BEGIN Exercise material
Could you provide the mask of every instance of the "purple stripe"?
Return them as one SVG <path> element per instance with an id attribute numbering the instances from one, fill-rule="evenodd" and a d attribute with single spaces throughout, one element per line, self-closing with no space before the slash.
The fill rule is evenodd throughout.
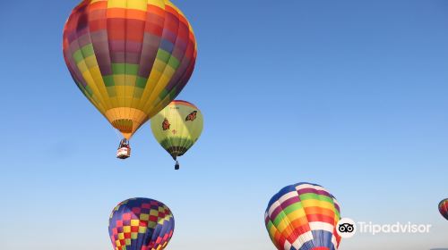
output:
<path id="1" fill-rule="evenodd" d="M 328 192 L 326 191 L 323 191 L 323 190 L 316 190 L 314 188 L 300 188 L 297 190 L 297 193 L 299 195 L 305 195 L 305 194 L 309 194 L 309 193 L 312 193 L 312 194 L 316 194 L 316 195 L 320 195 L 320 196 L 329 196 L 329 197 L 332 197 L 332 195 L 330 195 Z"/>

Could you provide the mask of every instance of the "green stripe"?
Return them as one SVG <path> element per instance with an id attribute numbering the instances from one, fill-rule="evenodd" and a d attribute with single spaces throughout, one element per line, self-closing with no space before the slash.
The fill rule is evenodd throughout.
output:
END Exercise material
Can you reproduce every one of the lines above verbatim, omitting the pictures?

### Task solution
Could you provide the mask of every instance of the "purple stripe"?
Return them as one SVG <path> element per instance with an id attribute numbering the instances from one, fill-rule="evenodd" and a d attribute with single spaces throughout, one element per line, self-closing with no space before the slash.
The fill rule is evenodd throughout.
output:
<path id="1" fill-rule="evenodd" d="M 328 192 L 326 191 L 323 191 L 323 190 L 316 190 L 314 188 L 300 188 L 297 190 L 297 193 L 299 195 L 305 195 L 305 194 L 309 194 L 309 193 L 312 193 L 312 194 L 316 194 L 316 195 L 320 195 L 320 196 L 329 196 L 329 197 L 332 197 L 332 195 L 330 195 Z"/>

Could you provide the mask of every instance of the "green stripe"?
Return them as one SVG <path> element per instance with an id attribute numbering the instances from one, fill-rule="evenodd" and a d attribute with single spaces throughout, one element per line, self-closing with no space before the slash.
The fill rule is evenodd throughout.
output:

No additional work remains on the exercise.